Data excerpts
::::::::::
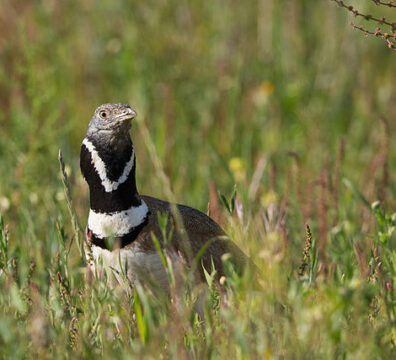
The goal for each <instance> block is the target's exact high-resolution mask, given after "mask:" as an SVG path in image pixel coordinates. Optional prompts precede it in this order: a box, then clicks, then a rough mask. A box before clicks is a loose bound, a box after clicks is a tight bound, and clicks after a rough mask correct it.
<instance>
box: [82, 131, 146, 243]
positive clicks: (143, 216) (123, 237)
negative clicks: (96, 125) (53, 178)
mask: <svg viewBox="0 0 396 360" xmlns="http://www.w3.org/2000/svg"><path fill="white" fill-rule="evenodd" d="M80 165H81V171H82V173H83V175H84V178H85V179H86V181H87V183H88V185H89V190H90V203H91V209H90V215H89V218H88V228H89V229H90V230H92V232H93V234H94V236H95V237H97V238H99V239H104V238H107V237H110V236H116V237H118V238H120V239H121V240H122V239H124V238H127V239H130V238H131V237H133V236H132V235H133V234H134V233H135V232H136V229H137V228H139V227H140V226H141V225H142V224H144V223H145V221H146V220H147V215H148V209H147V206H146V204H145V203H144V201H143V200H142V199H141V198H140V196H139V194H138V191H137V188H136V181H135V172H136V158H135V153H134V149H133V144H132V141H131V139H130V137H129V135H128V137H127V138H125V139H120V141H115V142H114V141H103V139H100V141H97V140H96V141H95V138H92V137H89V136H88V137H86V138H85V139H84V141H83V144H82V147H81V158H80Z"/></svg>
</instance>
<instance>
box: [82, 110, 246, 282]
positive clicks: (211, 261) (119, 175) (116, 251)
mask: <svg viewBox="0 0 396 360" xmlns="http://www.w3.org/2000/svg"><path fill="white" fill-rule="evenodd" d="M135 116H136V112H135V111H134V110H132V109H131V108H130V107H129V106H128V105H125V104H120V103H119V104H103V105H101V106H99V107H98V108H97V109H96V110H95V112H94V115H93V117H92V119H91V121H90V123H89V126H88V131H87V135H86V137H85V138H84V140H83V142H82V145H81V155H80V166H81V172H82V174H83V176H84V178H85V180H86V181H87V183H88V185H89V189H90V212H89V216H88V225H87V234H90V239H89V241H88V243H90V244H91V245H90V247H91V250H92V254H93V259H94V260H93V261H94V262H95V263H96V264H97V263H100V261H99V259H102V260H103V264H104V265H105V266H108V267H109V269H110V268H111V269H118V271H119V273H123V270H124V269H128V279H129V280H130V281H131V282H133V281H135V280H136V279H137V278H139V280H140V281H141V280H142V279H145V278H146V277H147V276H151V275H153V276H154V277H155V278H156V279H157V280H158V282H159V283H160V285H161V286H162V285H164V283H166V282H167V279H168V276H167V274H166V271H165V268H164V267H163V265H162V261H161V259H160V257H159V256H158V252H157V249H156V246H155V245H154V243H153V239H152V235H153V234H154V235H155V237H156V238H157V239H158V240H159V241H160V243H161V244H162V245H161V246H165V245H164V244H166V242H167V240H166V239H165V238H164V237H163V235H164V234H163V228H162V227H161V226H160V224H159V221H158V213H161V214H164V213H166V214H167V215H168V217H169V222H168V229H167V232H168V236H170V238H171V239H172V249H174V250H175V254H182V256H181V257H182V258H186V259H187V262H190V261H192V258H190V255H192V256H193V257H194V256H195V255H196V254H198V253H199V252H200V251H201V249H202V247H203V246H207V249H206V251H205V252H204V253H203V255H202V262H203V264H204V267H205V268H206V269H207V271H209V270H210V269H211V267H212V264H214V265H215V268H216V270H218V274H219V275H221V274H222V260H221V258H222V256H223V255H224V254H226V253H230V252H231V253H232V254H233V256H235V259H236V260H238V261H236V263H239V262H241V263H244V262H245V258H246V257H245V256H244V254H243V253H242V252H241V251H240V250H239V249H236V247H235V245H233V244H232V243H231V242H230V240H229V239H228V238H227V237H226V236H225V233H224V231H223V230H222V229H221V228H220V226H219V225H218V224H216V223H215V222H214V221H213V220H212V219H210V218H209V217H208V216H206V215H205V214H203V213H201V212H200V211H198V210H196V209H192V208H189V207H187V206H182V205H177V212H178V214H179V215H180V219H181V220H182V221H181V223H182V225H183V226H182V228H180V229H176V231H174V230H175V229H174V224H176V221H175V218H174V209H173V205H172V206H171V205H170V204H169V203H168V202H166V201H162V200H160V199H156V198H152V197H148V196H144V195H139V193H138V191H137V188H136V181H135V171H136V161H135V154H134V148H133V144H132V140H131V138H130V135H129V130H130V127H131V120H132V119H133V118H135ZM169 234H172V235H169ZM224 238H225V239H224ZM108 240H115V243H114V244H117V246H110V245H109V244H108V243H107V241H108ZM186 240H188V242H187V243H186ZM208 241H210V245H209V246H208V244H207V242H208ZM186 244H187V245H188V246H187V247H186ZM187 249H190V250H192V253H191V254H190V252H189V251H187ZM89 252H90V251H88V253H89ZM89 261H90V263H91V265H94V263H93V262H92V260H89ZM121 269H123V270H121ZM200 274H201V277H202V279H203V280H204V281H205V277H204V272H203V271H202V269H201V270H200ZM164 286H165V287H166V285H164Z"/></svg>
::::::::::
--- Required action ---
Rewrite all of the data above with "clicks" replaced by "points" everywhere and everything else unchanged. Omit the pictures from your answer.

--- Solution for this problem ---
The goal for each <instance> block is the target's exact high-resolution mask, given after "mask:" as an SVG path in image pixel coordinates. Optional prompts precede it in this order: a box, then points, then a rough mask. A box before points is a loose bound, a box after points is a tight bound, and points after a rough mask correct it.
<instance>
box: [82, 131, 146, 243]
positive points: (143, 216) (123, 237)
negative points: (96, 125) (53, 178)
mask: <svg viewBox="0 0 396 360" xmlns="http://www.w3.org/2000/svg"><path fill="white" fill-rule="evenodd" d="M80 165H81V171H82V173H83V175H84V178H85V179H86V181H87V183H88V185H89V190H90V203H91V209H90V215H89V218H88V228H89V229H90V230H92V232H93V234H94V236H95V237H97V238H99V239H104V238H107V237H110V236H116V237H118V238H120V239H121V240H122V239H124V238H127V239H130V238H131V237H133V236H132V235H133V234H134V233H135V232H136V229H137V228H139V227H140V226H141V225H142V224H144V223H145V221H146V220H147V215H148V209H147V206H146V204H145V203H144V201H143V200H142V199H141V198H140V196H139V194H138V191H137V188H136V181H135V172H136V158H135V153H134V149H133V144H132V141H131V139H130V137H129V135H128V137H127V138H125V139H120V141H115V142H114V141H103V139H100V141H97V140H96V141H95V138H92V137H89V136H88V137H86V138H85V139H84V141H83V144H82V147H81V158H80Z"/></svg>
</instance>
<instance>
box: [82, 110, 246, 282]
positive points: (211, 261) (119, 175) (116, 251)
mask: <svg viewBox="0 0 396 360" xmlns="http://www.w3.org/2000/svg"><path fill="white" fill-rule="evenodd" d="M135 116H136V112H135V111H134V110H132V109H131V108H130V107H129V106H128V105H125V104H120V103H119V104H103V105H101V106H99V107H98V108H97V109H96V110H95V112H94V115H93V117H92V119H91V121H90V123H89V126H88V131H87V135H86V137H85V138H84V140H83V142H82V145H81V155H80V166H81V172H82V174H83V176H84V178H85V180H86V181H87V183H88V185H89V189H90V212H89V216H88V225H87V234H90V239H89V241H88V243H90V244H91V245H90V247H91V250H92V254H93V259H94V260H93V261H94V262H95V263H96V264H97V263H100V261H99V259H102V260H103V264H104V265H105V266H108V267H109V269H110V268H111V269H118V271H119V273H123V270H124V269H128V279H129V280H130V281H131V282H133V281H135V280H136V279H137V278H139V280H140V281H141V280H142V279H145V278H146V277H147V276H151V275H153V276H154V277H155V278H156V279H157V280H158V282H159V283H160V285H161V286H162V285H164V283H166V282H167V279H168V276H167V274H166V271H165V268H164V267H163V265H162V261H161V259H160V257H159V256H158V252H157V249H156V246H155V245H154V243H153V239H152V235H153V234H154V235H155V237H156V238H157V239H158V240H159V241H160V243H161V244H162V245H161V246H165V245H164V244H166V242H167V240H166V239H165V238H164V237H163V235H164V234H163V228H162V227H161V226H160V224H159V221H158V213H161V214H164V213H166V214H167V215H168V217H169V222H168V229H167V232H168V236H170V238H171V239H172V249H174V250H175V254H182V256H181V257H182V258H186V259H187V262H190V261H192V258H190V255H192V256H193V257H194V256H195V255H196V254H198V253H199V252H200V251H201V249H202V247H203V246H207V249H206V251H205V252H204V253H203V255H202V262H203V264H204V267H205V268H206V269H207V271H209V270H210V269H211V267H212V264H214V265H215V268H216V270H218V274H219V275H221V274H222V260H221V258H222V256H223V255H224V254H226V253H230V252H231V253H232V254H233V256H235V259H236V260H238V261H236V263H239V262H241V263H244V262H245V258H246V257H245V256H244V254H243V253H242V252H241V251H240V250H239V249H236V247H235V245H233V244H232V243H231V242H230V240H229V239H228V238H227V237H226V236H225V233H224V231H223V230H222V229H221V228H220V226H219V225H218V224H216V223H215V222H214V221H213V220H212V219H210V218H209V217H208V216H206V215H205V214H203V213H201V212H200V211H198V210H196V209H192V208H189V207H187V206H182V205H177V212H178V214H179V215H180V219H181V220H182V221H181V223H182V225H183V226H182V228H180V229H176V231H174V230H175V229H174V224H176V221H175V218H174V209H173V205H172V206H171V205H170V204H169V203H168V202H166V201H162V200H160V199H156V198H152V197H148V196H144V195H139V193H138V191H137V188H136V181H135V171H136V161H135V154H134V148H133V144H132V140H131V138H130V135H129V130H130V127H131V120H132V119H133V118H135ZM169 234H172V235H169ZM224 238H225V239H224ZM108 240H115V243H114V244H117V246H110V245H109V244H108V243H107V241H108ZM186 240H188V242H187V243H186ZM208 241H210V245H209V246H208V244H207V242H208ZM186 244H187V245H188V246H187V247H186ZM187 249H190V250H192V253H191V254H190V252H189V251H187ZM89 252H90V251H88V253H89ZM89 261H90V263H91V265H94V263H93V262H92V260H89ZM121 269H123V270H121ZM200 274H201V277H202V279H203V280H204V281H205V277H204V272H203V271H202V269H201V270H200ZM164 286H165V287H166V285H164Z"/></svg>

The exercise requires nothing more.